EXERCISE: Rewrite all the records below, requests included, and shift each answer point by adding 100 to both of its coordinates. Leave the pictures out.

INPUT MATERIAL:
>>>>>

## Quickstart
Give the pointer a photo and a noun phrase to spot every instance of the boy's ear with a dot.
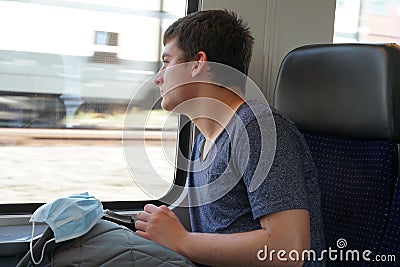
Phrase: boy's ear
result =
(199, 64)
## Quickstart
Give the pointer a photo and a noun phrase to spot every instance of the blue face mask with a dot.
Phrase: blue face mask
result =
(68, 217)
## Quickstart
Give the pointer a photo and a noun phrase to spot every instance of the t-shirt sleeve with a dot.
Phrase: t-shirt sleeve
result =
(274, 181)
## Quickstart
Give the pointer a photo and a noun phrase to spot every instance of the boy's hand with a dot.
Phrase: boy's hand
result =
(161, 225)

<<<<<

REPLY TO THE TASK:
## Quickstart
Give the pointer a photo and a noun phrase to spot every instance of the boy's ear with a dot.
Phrase: boy's ear
result =
(299, 164)
## Quickstart
Give the pointer a photo and a noun phrase to spot every instance of the blue face mask with a dot.
Phrase: blue face mask
result =
(168, 317)
## Quickstart
Give the pointer a photo and a noun phrase to spot every instance of the t-shirt sleeve with a dot.
Phrase: t-shirt sleeve
result =
(374, 281)
## Quickstart
Give the pointer a photo and a noun phrase to spot every instance of the boy's hand with a dot.
Phrase: boy's hand
result =
(261, 325)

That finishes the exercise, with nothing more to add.